**What you will do**
The entries are to be reproduced verbatim, with all pictures omitted.

----------------------------------------

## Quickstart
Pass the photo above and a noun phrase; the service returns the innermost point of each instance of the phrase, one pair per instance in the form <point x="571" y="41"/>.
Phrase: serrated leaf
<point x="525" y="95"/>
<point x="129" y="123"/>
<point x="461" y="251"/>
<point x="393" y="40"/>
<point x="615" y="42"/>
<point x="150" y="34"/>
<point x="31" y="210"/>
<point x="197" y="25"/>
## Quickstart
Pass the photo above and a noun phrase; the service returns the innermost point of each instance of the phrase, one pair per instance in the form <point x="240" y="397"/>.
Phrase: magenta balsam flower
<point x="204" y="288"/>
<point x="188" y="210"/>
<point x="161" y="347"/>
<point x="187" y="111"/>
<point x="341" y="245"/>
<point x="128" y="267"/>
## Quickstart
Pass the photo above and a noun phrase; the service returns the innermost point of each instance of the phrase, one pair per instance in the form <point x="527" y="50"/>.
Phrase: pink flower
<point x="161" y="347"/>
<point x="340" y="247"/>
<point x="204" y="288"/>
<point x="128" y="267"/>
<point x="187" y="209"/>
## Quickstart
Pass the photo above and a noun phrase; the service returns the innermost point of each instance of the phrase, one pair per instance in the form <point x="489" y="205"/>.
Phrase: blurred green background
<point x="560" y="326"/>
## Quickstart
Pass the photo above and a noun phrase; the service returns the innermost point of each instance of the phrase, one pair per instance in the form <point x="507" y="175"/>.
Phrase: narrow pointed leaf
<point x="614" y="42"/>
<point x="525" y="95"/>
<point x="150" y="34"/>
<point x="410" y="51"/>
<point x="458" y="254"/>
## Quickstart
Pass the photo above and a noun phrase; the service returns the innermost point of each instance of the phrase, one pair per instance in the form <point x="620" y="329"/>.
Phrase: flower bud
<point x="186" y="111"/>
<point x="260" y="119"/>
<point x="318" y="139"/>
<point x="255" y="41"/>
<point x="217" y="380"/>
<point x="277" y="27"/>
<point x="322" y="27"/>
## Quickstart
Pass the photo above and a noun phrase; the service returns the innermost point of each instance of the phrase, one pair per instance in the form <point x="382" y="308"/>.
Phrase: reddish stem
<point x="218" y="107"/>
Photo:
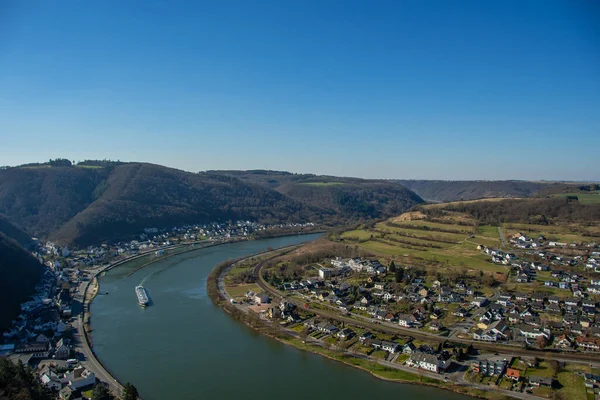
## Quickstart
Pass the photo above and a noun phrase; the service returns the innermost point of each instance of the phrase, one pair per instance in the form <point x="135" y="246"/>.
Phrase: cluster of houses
<point x="65" y="379"/>
<point x="40" y="329"/>
<point x="499" y="368"/>
<point x="518" y="317"/>
<point x="152" y="239"/>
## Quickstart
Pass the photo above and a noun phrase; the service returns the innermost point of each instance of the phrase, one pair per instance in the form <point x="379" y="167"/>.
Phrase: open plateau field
<point x="451" y="241"/>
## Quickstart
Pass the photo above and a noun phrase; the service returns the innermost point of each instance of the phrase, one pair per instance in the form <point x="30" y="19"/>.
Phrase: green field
<point x="454" y="246"/>
<point x="239" y="291"/>
<point x="573" y="387"/>
<point x="562" y="233"/>
<point x="322" y="183"/>
<point x="583" y="197"/>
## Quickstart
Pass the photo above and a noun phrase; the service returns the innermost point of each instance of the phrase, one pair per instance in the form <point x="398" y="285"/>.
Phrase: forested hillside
<point x="14" y="232"/>
<point x="19" y="273"/>
<point x="102" y="200"/>
<point x="440" y="191"/>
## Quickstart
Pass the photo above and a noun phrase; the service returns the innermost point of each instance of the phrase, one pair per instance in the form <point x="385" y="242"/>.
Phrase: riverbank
<point x="90" y="289"/>
<point x="249" y="318"/>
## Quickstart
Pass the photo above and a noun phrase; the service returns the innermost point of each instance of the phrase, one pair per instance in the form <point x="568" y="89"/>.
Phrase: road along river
<point x="184" y="347"/>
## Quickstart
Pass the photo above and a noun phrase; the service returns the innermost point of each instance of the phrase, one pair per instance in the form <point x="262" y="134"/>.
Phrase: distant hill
<point x="14" y="232"/>
<point x="103" y="200"/>
<point x="19" y="273"/>
<point x="348" y="199"/>
<point x="441" y="191"/>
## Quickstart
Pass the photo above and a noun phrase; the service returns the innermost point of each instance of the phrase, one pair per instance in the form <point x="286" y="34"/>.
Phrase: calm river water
<point x="184" y="347"/>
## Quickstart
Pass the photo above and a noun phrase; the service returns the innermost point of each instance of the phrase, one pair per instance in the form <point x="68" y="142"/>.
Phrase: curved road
<point x="455" y="377"/>
<point x="386" y="327"/>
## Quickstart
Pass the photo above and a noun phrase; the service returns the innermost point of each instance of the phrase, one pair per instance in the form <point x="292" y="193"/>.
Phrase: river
<point x="184" y="347"/>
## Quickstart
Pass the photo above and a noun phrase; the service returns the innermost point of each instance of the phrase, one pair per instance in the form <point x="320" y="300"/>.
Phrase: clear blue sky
<point x="398" y="89"/>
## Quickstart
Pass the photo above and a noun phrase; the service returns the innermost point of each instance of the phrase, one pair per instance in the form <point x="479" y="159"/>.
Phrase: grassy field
<point x="563" y="233"/>
<point x="322" y="183"/>
<point x="451" y="239"/>
<point x="583" y="197"/>
<point x="573" y="387"/>
<point x="238" y="291"/>
<point x="454" y="246"/>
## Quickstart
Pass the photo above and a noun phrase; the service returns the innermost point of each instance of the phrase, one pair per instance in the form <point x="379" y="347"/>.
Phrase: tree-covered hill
<point x="19" y="273"/>
<point x="14" y="232"/>
<point x="101" y="200"/>
<point x="441" y="191"/>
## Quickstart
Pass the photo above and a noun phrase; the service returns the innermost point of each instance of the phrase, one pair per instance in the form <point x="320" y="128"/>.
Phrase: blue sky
<point x="399" y="89"/>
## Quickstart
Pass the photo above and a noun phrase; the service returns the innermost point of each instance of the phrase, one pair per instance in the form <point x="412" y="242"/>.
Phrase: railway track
<point x="588" y="358"/>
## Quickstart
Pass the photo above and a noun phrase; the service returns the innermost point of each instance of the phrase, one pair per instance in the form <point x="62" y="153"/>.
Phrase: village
<point x="405" y="316"/>
<point x="48" y="334"/>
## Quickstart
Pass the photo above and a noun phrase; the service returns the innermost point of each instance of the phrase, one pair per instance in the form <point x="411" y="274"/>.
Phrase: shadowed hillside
<point x="440" y="191"/>
<point x="14" y="232"/>
<point x="19" y="273"/>
<point x="103" y="200"/>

----------------------------------------

**Task answer**
## Quickstart
Pass the photo above and a noun phrase; the service returns the innermost point of each instance of the phrase, one pair per instance in the form <point x="571" y="41"/>.
Phrase: serrated leaf
<point x="525" y="95"/>
<point x="129" y="123"/>
<point x="461" y="251"/>
<point x="393" y="40"/>
<point x="615" y="42"/>
<point x="150" y="34"/>
<point x="31" y="210"/>
<point x="197" y="25"/>
## Quickstart
Pass the photo above and a noun phrase; the service returns the innermost point of each instance of the phrase, one pair per instance in the form <point x="240" y="397"/>.
Phrase: magenta balsam flower
<point x="204" y="288"/>
<point x="188" y="210"/>
<point x="161" y="347"/>
<point x="187" y="111"/>
<point x="341" y="245"/>
<point x="128" y="267"/>
## Quickstart
Pass the photo above and a noun phrase; the service returns the innermost point of each instance of the phrase, one pair per instance in the form <point x="527" y="50"/>.
Phrase: pink flower
<point x="161" y="347"/>
<point x="340" y="247"/>
<point x="204" y="288"/>
<point x="128" y="267"/>
<point x="187" y="209"/>
## Quickstart
Pass the photo above and a noun phrase; the service returns the innermost point of each instance of the phrase, one pair per instance in the form <point x="489" y="205"/>.
Phrase: blurred green background
<point x="560" y="326"/>
## Quickstart
Pass the photo above and a noun phrase; the service returns the innermost point of each instance of the phrase, one pair per instance in the form <point x="507" y="175"/>.
Phrase: narrow pointed leaf
<point x="614" y="42"/>
<point x="525" y="95"/>
<point x="150" y="34"/>
<point x="410" y="51"/>
<point x="458" y="254"/>
## Quickstart
Pass the photo above and a noun phrase; the service returns the innermost point of each instance of the phrase, one pair per instance in the form <point x="620" y="329"/>.
Phrase: flower bud
<point x="186" y="111"/>
<point x="260" y="119"/>
<point x="318" y="139"/>
<point x="255" y="41"/>
<point x="217" y="380"/>
<point x="277" y="27"/>
<point x="322" y="27"/>
## Quickstart
Pass the photo above and a noun phrase; the service returns the innermost point of each instance of the phrase, one pair per instance in the form <point x="382" y="308"/>.
Phrase: reddish stem
<point x="218" y="107"/>
Photo:
## Quickstart
Pass the photo above and a noun phrase; the service returns the innermost point of each instance of the phrase, one pair per instance in the form <point x="135" y="246"/>.
Phrase: cluster of houses
<point x="65" y="379"/>
<point x="40" y="329"/>
<point x="499" y="368"/>
<point x="518" y="317"/>
<point x="152" y="239"/>
## Quickstart
Pass the photo above and a noun phrase; the service returns the innermost point of each instance of the phrase, one pair per instance in the form <point x="379" y="167"/>.
Phrase: open plateau field
<point x="451" y="241"/>
## Quickstart
Pass the photo above and a noun phrase; the service returns the innermost point of each instance of the phrase, one pair per instance in the form <point x="30" y="19"/>.
Phrase: green field
<point x="454" y="246"/>
<point x="239" y="291"/>
<point x="573" y="387"/>
<point x="562" y="233"/>
<point x="322" y="183"/>
<point x="583" y="197"/>
## Quickstart
Pass the photo above and a noun phrase; the service returns the innermost point of each instance of the phrase, one pair per instance in the form <point x="398" y="285"/>.
Phrase: forested hillside
<point x="14" y="232"/>
<point x="19" y="273"/>
<point x="102" y="200"/>
<point x="440" y="191"/>
## Quickstart
Pass the photo above and a noun phrase; the service returns the innermost point of each instance of the phrase, one pair per instance in the form <point x="385" y="242"/>.
Phrase: riverbank
<point x="90" y="289"/>
<point x="249" y="318"/>
## Quickstart
Pass the photo above and a noun phrase; the service returns the innermost point of each instance of the phrase, one pair per instance in the form <point x="568" y="89"/>.
Phrase: road along river
<point x="184" y="347"/>
## Quickstart
Pass the photo above and a noun phrase; the service returns the innermost point of each instance of the phrase, one pair per instance in the form <point x="262" y="134"/>.
Phrase: distant hill
<point x="14" y="232"/>
<point x="103" y="200"/>
<point x="19" y="273"/>
<point x="348" y="199"/>
<point x="441" y="191"/>
## Quickstart
Pass the photo above and a noun phrase; the service returns the innermost point of each instance of the phrase, one pair per instance in the form <point x="286" y="34"/>.
Phrase: calm river water
<point x="184" y="347"/>
## Quickstart
Pass the photo above and a noun phrase; the service returns the innermost point of each instance of the phrase, one pair per instance in the form <point x="68" y="142"/>.
Phrase: curved road
<point x="455" y="377"/>
<point x="386" y="327"/>
## Quickstart
Pass the photo above and a noun phrase; the service returns the innermost point of each instance of the phrase, one pair per instance in the form <point x="292" y="193"/>.
Phrase: river
<point x="184" y="347"/>
## Quickstart
Pass the photo above and a noun phrase; the service returns the innermost point of each instance of the phrase, one pair per instance in the form <point x="320" y="300"/>.
Phrase: clear blue sky
<point x="398" y="89"/>
## Quickstart
Pass the photo above and a noun phrase; the service returns the innermost point of each instance of the phrase, one pair per instance in the form <point x="479" y="159"/>.
Phrase: grassy field
<point x="563" y="233"/>
<point x="322" y="183"/>
<point x="451" y="239"/>
<point x="583" y="197"/>
<point x="573" y="387"/>
<point x="238" y="291"/>
<point x="454" y="246"/>
## Quickstart
Pass the photo above and a noun phrase; the service returns the innermost point of each instance of the phrase, one pair per instance in the form <point x="379" y="347"/>.
Phrase: tree-covered hill
<point x="19" y="273"/>
<point x="14" y="232"/>
<point x="101" y="200"/>
<point x="441" y="191"/>
## Quickstart
Pass the photo above and a noun phrase; the service returns the innermost point of each instance of the phrase, one pair per instance in the form <point x="320" y="128"/>.
Phrase: blue sky
<point x="399" y="89"/>
## Quickstart
Pass the photo above and a noun phrase; the service returns the innermost point of each instance of the phrase, one pair per instance in the form <point x="412" y="242"/>.
Phrase: railway track
<point x="588" y="358"/>
## Quickstart
Pass the photo above and a noun phrase; the service returns the innermost point of each instance of the phrase, one pair per instance in the form <point x="62" y="153"/>.
Phrase: village
<point x="405" y="316"/>
<point x="48" y="334"/>
## Quickstart
Pass the photo above and a noun phrase; the service returns the innermost point of each instance of the phrase, one pair per instance in the form <point x="411" y="274"/>.
Phrase: shadowed hillside
<point x="440" y="191"/>
<point x="14" y="232"/>
<point x="19" y="273"/>
<point x="103" y="200"/>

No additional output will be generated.